Aufgabenstellung — Nimm den Text über die Ausstellungsplakate der DDR nach seinem letzten Satz wieder auf und führe ihn weiter.

Textauszug —
★ ★ ★ ★ ★

Ausstellungsplakate dokumentieren das kulturelle Wert- und Denksystem in der Kunstpolitik der DDR

Die Plakatausstellung in den Räumen der Burg Beeskow gibt somit einen kleinen Einblick in die Tätigkeit des Zentrums für Kunstausstellungen der DDR und in bezirkliche Kunstausstellungen. Im Vergleich zum Kunstarchiv Beeskow, wo die Kunst der Parteien und Massenorganisationen der DDR lagert, die entweder in öffentlichen Gebäuden hing oder in Depots verstaut war, widerspiegeln die Plakate nun die offizielle internationale und nationale Ausstellungstätigkeit der DDR.

Nur in der Gesamtheit aller öffentlich ausgestellten Kunst erschließt sich überhaupt ihr besonderer Stellenwert als staatlich gefördertes Erziehungsmedium in der DDR. Die großen Dresdner Kunstausstellungen, die 1946 bis 1988 zehnmal organisiert wurden, aber auch die nationalen und internationalen Kunstausstellungen der vielen Museen und Galerien gaben die Richtung vor, welche Kunst angestrebt wurde. Dabei handelte es sich aber weniger um eine Auseinandersetzung mit der Kunst, sondern um die Vermittlung „verordneter Botschaften“ über die Kunst. Die Auseinandersetzungen der Künstler mit dem Staat wurden nie öffentlich, sondern im Künstlerverband, in den Hochschulen oder in den Ateliers ausgetragen. Die Ausstellungsplakate dokumentieren, viel mehr noch als die Kunstwerke selbst, mit welcher nationalen wie internationalen Kunst der Staat sein Werte- und Denksystem durchsetzen wollte. Denn bevor ein Plakat gedruckt werden durfte, war immer eine staatliche Druckgenehmigung erforderlich.

Kommen wir noch einmal zurück auf die Verführung zur Kunst. Eigentlich ist der Titel sehr provokant, denn an Verführung im ursprünglichen Sinne der Werbung wurde bei nur sehr wenigen der ausgestellten Plakate gedacht. Und natürlich musste die Kunst auch nicht verkauft oder eine konkurrierende Ausstellung gefürchtet werden. Vielmehr ist mit diesen Plakaten unmittelbar dokumentiert, was den Menschen alltäglich auf den Straßen, vor allem auf Litfaßsäulen und Anschlagstafeln entgegenkam oder zuweilen auch ihre Aufmerksamkeit erregte. Die Plakate vermittelten in erster Linie eine Botschaft, die Gestaltung stand im Dienste der Botschaft und der Grafiker, der das Plakat entwarf, war in erster Linie Dienstleister.

Vom Werbeplakat zum künstlerischen Ausdrucksmittel

In den fünfziger Jahren waren Werbeplakate noch das wichtigste Medium in der Wirtschaftswerbung der DDR. In der Öffentlichkeit und im Schaffen der Plakatgestalter nahmen sie aber einen geringen Platz einnahm es dominierten politische Plakate, Aufklärungs- und Bildungsplakate, Filmplakate, Theaterplakate sowie Veranstaltungs- und Ausstellungsplakate. Ein Blick in die Runde der frühen Plakate in der Ausstellung macht deutlich, dass in der Masse – und das Plakat ist ein Massenmedium – schnörkellose Bild-Text-Lösungen angestrebt wurden und komplizierte Farb- und Formvarianten eine Ausnahme waren. In erster Linie ist das ein Hinweis auf den vorherrschenden technischen Standard, Druckmaschinen und Papierqualität ließen wenig gestalterischen Freiraum zu.

★ ★ ★ ★ ★

Erfasste Daten —
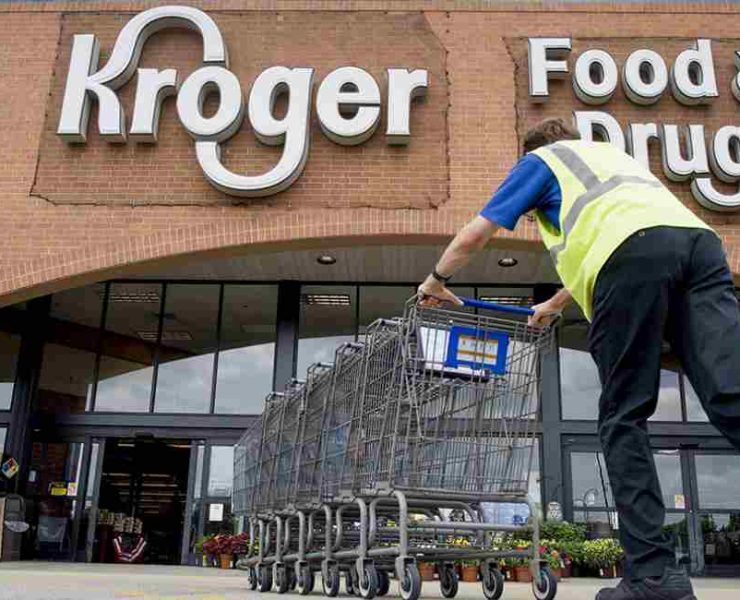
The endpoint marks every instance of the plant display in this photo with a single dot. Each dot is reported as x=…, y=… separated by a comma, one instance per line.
x=225, y=544
x=603, y=554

★ ★ ★ ★ ★

Ergebnis —
In den sechziger Jahren deutete sich dann ein Funktionswandel vom ursprünglich nur zweckorientierten Werbemittel zu einem eigenen künstlerischen Ausdrucksmittel an, das sich immer mehr der freien Grafik annäherte. Seit 1966 wurden die Besten Plakate des Jahres gekürt und in einem Sonderdruck der Fachzeitschrift Neue Werbung dokumentiert. 1966 eröffnete in Warschau ebenso die I. Internationale Plakat-Biennale, an der über 30 Länder teilnahmen, darunter auch die DDR. Die besondere Wertschätzung des Mediums in der Öffentlichkeit trug am Ende zu einer Aufwertung des Plakates insgesamt bei, so dass die Auftraggeber vor allem im Kulturbereich den Plakatgestaltern immer öfter freie Hand ließen.

Politisches Plakat blieb in der DDR das zentrale Medium

Bei genauer Betrachtung zeigt sich allerdings, dass das Ankündigungsplakat für Kunstausstellungen in der offiziellen Plakatkunst der DDR auch später keine große Rolle spielte. Mit Berufung auf Künstler wie John Hartfield oder Käthe Kollwitz blieb das politische Plakat in der DDR immer das zentrale Medium. Große Beachtung fand nach und nach auch das Theaterplakat. So prägten einige Grafiker mit ihrer Handschrift über Jahre das Erscheinungsbild von einzelnen Theatern, wie z.B. Werner Klemke das Metropoltheater und Volker Pfüller das Deutsche Theater. Kenner sprachen nicht mehr von Plakaten, sondern sie sagte: „Das ist ein Pfüller.“ oder „Ein echter Klemke“.

In diesem Sinne hat die Ausstellung „Verführung zur Kunst“ wenig „Echtes“ zu bieten, denn bei den Ankündigungen von Kunstausstellungen dominierte in der Mehrzahl nicht die künstlerische Handschrift des Grafikers. Im Vordergrund standen die auszustellenden Künstler und ihre Kunst – und solange diese auf dem Plakat abgebildet werden sollte, hatte der Grafiker wenig Gestaltungsspielraum. Wohl auch deshalb haben sich bis Ende der sechziger Jahre nur wenige Gestalter diesem Medium gewidmet. Die Masse an Plakaten waren Ankündigungen im klassischen Sinne, wobei immer ein Kunstwerk als Blickfang vollständig oder teilweise abgebildet und dann der informative Text außerhalb des Bildes dazu gestellt wurde.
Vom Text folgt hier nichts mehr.